Check each line of the entries. Copy the ones that contain the string "wooden".

─── Records shown

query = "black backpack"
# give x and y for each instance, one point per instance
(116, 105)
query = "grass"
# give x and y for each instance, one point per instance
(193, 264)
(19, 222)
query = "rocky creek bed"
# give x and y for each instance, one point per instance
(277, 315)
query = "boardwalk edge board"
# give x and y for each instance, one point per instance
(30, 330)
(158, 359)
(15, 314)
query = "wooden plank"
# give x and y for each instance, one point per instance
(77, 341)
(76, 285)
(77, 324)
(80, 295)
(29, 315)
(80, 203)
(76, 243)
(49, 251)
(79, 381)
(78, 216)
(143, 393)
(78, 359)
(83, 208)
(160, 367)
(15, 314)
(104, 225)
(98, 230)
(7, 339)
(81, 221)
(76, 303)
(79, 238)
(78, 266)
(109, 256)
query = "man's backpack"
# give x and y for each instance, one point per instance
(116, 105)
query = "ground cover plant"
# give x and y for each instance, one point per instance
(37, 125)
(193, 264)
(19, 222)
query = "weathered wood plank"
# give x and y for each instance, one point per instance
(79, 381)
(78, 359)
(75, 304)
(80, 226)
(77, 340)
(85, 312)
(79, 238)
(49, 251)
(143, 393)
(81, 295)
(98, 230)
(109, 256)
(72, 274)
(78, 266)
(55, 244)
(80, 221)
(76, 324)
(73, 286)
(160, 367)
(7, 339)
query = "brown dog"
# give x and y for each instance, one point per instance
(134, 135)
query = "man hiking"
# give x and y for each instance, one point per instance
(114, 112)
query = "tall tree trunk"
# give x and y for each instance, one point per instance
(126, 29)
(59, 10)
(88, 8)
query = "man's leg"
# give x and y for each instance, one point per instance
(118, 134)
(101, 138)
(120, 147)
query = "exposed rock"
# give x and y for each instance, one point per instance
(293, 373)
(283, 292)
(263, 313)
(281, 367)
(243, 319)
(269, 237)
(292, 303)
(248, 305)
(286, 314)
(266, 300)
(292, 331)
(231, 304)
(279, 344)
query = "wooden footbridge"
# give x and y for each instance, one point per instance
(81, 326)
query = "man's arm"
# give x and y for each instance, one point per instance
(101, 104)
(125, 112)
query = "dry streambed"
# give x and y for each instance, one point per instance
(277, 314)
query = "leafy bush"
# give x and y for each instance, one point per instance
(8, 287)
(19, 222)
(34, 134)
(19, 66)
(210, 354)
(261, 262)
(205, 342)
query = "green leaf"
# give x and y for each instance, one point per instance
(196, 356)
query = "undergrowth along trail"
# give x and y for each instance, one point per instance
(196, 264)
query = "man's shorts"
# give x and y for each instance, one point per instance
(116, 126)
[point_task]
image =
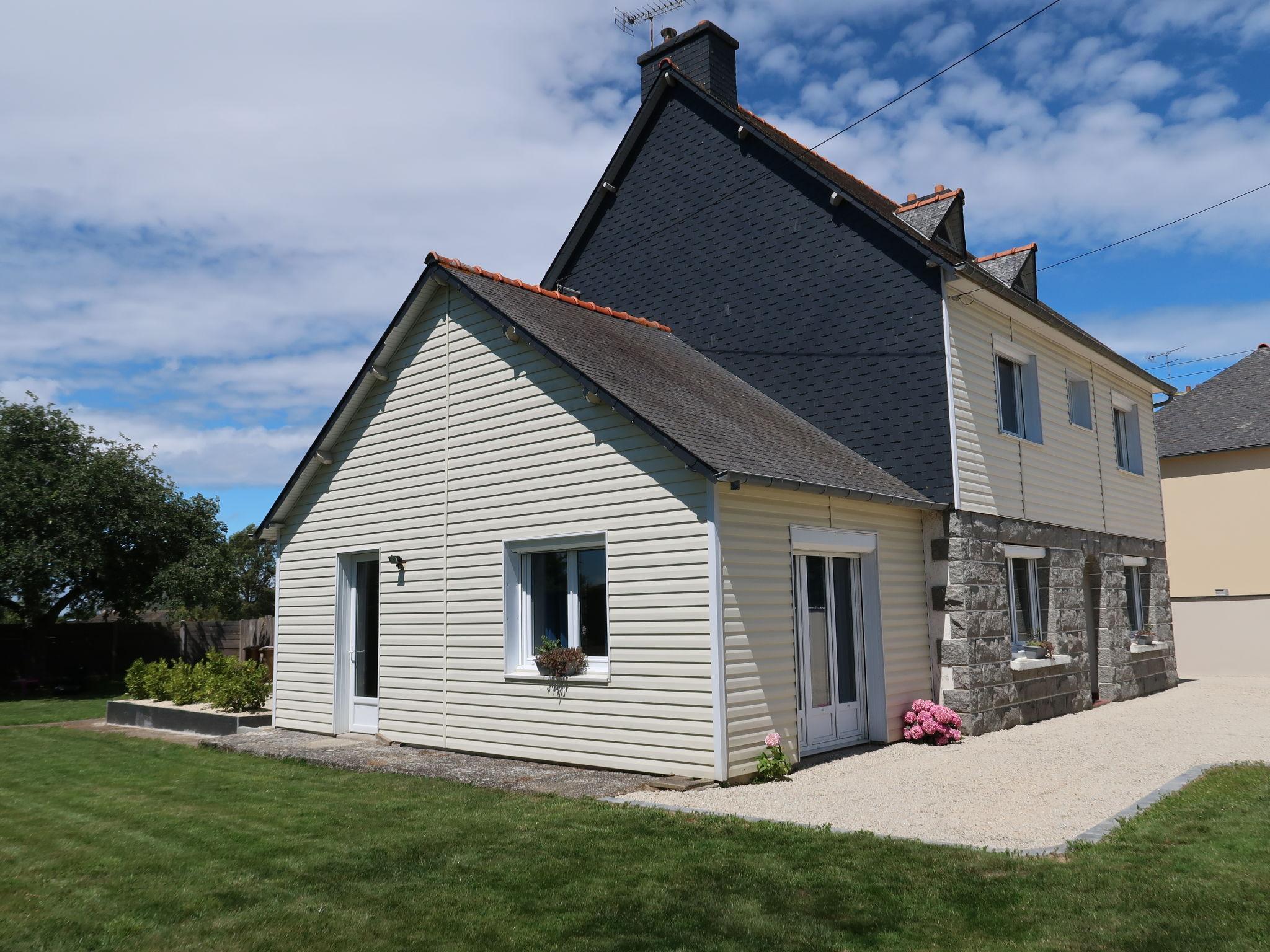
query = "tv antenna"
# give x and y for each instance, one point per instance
(626, 19)
(1169, 359)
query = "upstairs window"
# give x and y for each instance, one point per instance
(1010, 397)
(1080, 408)
(1018, 390)
(1128, 437)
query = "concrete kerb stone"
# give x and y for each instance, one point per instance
(1091, 835)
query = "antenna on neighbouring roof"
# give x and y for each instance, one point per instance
(1169, 359)
(626, 19)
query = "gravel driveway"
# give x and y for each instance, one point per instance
(1023, 788)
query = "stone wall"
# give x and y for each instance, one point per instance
(982, 682)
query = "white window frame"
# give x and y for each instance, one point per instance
(1030, 555)
(1026, 389)
(1133, 596)
(1089, 400)
(1128, 439)
(518, 612)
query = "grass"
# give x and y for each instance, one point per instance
(47, 708)
(110, 842)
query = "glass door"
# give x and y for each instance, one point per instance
(831, 653)
(365, 641)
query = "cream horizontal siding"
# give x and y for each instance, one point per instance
(1070, 479)
(758, 609)
(470, 442)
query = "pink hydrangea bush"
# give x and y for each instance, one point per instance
(929, 723)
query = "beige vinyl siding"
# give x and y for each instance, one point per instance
(470, 442)
(1070, 479)
(758, 607)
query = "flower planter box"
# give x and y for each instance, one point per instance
(191, 719)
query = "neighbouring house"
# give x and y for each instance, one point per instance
(1214, 461)
(789, 464)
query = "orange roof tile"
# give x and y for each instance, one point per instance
(568, 299)
(1008, 253)
(936, 197)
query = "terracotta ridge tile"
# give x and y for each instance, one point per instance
(1008, 253)
(938, 197)
(568, 299)
(833, 165)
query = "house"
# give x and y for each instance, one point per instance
(789, 462)
(1214, 462)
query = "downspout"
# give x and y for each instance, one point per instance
(718, 640)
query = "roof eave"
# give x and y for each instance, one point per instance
(821, 489)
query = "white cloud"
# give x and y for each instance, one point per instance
(784, 61)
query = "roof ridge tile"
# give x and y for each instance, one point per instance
(1008, 253)
(538, 289)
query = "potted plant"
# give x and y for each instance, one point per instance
(556, 660)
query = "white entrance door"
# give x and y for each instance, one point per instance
(360, 643)
(831, 653)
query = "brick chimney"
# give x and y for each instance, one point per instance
(705, 55)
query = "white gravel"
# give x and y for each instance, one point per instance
(1024, 788)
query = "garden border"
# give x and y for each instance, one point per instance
(1091, 835)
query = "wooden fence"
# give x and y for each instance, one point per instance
(79, 653)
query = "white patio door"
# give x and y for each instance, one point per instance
(831, 653)
(358, 645)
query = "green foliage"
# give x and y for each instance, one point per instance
(86, 523)
(220, 578)
(135, 681)
(218, 681)
(155, 681)
(182, 683)
(773, 764)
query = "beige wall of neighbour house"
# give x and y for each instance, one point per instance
(470, 441)
(758, 607)
(1071, 478)
(1217, 509)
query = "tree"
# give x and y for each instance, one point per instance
(253, 565)
(225, 578)
(87, 523)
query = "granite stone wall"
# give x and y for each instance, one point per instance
(984, 682)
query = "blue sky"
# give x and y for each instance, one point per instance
(208, 213)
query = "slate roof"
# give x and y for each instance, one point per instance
(700, 410)
(1227, 412)
(966, 265)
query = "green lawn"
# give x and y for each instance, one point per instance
(51, 707)
(110, 842)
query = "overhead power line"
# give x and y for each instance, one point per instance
(762, 175)
(1148, 231)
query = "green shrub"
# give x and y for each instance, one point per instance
(135, 681)
(155, 681)
(183, 683)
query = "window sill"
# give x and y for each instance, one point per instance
(1026, 664)
(596, 676)
(1021, 439)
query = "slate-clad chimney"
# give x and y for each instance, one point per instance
(705, 55)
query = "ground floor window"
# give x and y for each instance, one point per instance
(558, 592)
(1133, 597)
(1024, 601)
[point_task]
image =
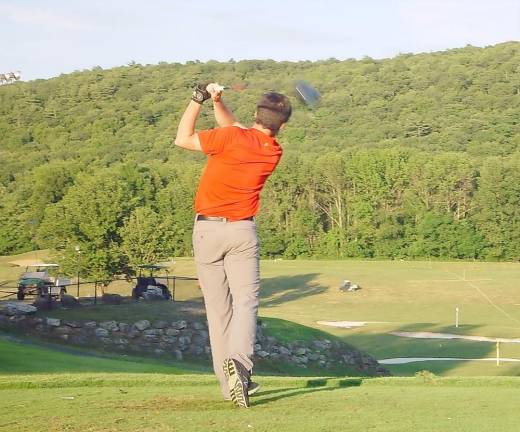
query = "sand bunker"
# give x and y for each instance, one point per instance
(430, 335)
(349, 324)
(404, 360)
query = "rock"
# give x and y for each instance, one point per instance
(198, 326)
(284, 351)
(153, 293)
(16, 319)
(69, 301)
(73, 324)
(62, 330)
(179, 325)
(142, 325)
(160, 324)
(102, 333)
(172, 332)
(112, 298)
(109, 325)
(184, 342)
(53, 322)
(133, 332)
(196, 350)
(169, 339)
(321, 345)
(17, 308)
(199, 340)
(155, 332)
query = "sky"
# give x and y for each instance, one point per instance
(45, 38)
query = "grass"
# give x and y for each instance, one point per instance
(122, 395)
(403, 295)
(45, 388)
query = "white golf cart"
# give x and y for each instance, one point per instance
(38, 281)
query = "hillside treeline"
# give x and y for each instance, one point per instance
(415, 156)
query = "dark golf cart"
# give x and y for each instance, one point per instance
(37, 281)
(147, 284)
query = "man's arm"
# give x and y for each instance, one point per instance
(223, 115)
(186, 136)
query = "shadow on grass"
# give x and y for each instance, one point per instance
(282, 289)
(312, 386)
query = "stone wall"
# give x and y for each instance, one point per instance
(183, 339)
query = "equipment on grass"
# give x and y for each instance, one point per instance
(150, 285)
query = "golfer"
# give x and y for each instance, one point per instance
(225, 242)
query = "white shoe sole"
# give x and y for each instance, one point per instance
(236, 387)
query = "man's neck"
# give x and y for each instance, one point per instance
(268, 132)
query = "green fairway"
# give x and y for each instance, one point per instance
(398, 295)
(128, 399)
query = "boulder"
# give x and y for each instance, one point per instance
(153, 293)
(160, 324)
(142, 325)
(102, 333)
(179, 325)
(53, 322)
(43, 303)
(109, 325)
(17, 308)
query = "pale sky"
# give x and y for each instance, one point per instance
(45, 38)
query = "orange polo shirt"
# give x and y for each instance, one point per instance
(239, 162)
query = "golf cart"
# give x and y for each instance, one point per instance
(148, 286)
(37, 281)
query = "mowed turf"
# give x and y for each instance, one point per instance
(397, 296)
(110, 400)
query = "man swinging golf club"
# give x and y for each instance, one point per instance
(224, 236)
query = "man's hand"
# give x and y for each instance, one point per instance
(200, 93)
(215, 90)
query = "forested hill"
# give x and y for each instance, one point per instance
(395, 148)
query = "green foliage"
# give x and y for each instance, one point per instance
(415, 156)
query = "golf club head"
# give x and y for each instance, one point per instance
(307, 93)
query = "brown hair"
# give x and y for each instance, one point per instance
(273, 109)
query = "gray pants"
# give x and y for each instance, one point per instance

──────

_Exercise response:_
query = "wooden plank"
query = "wooden footbridge"
query = "wooden fence"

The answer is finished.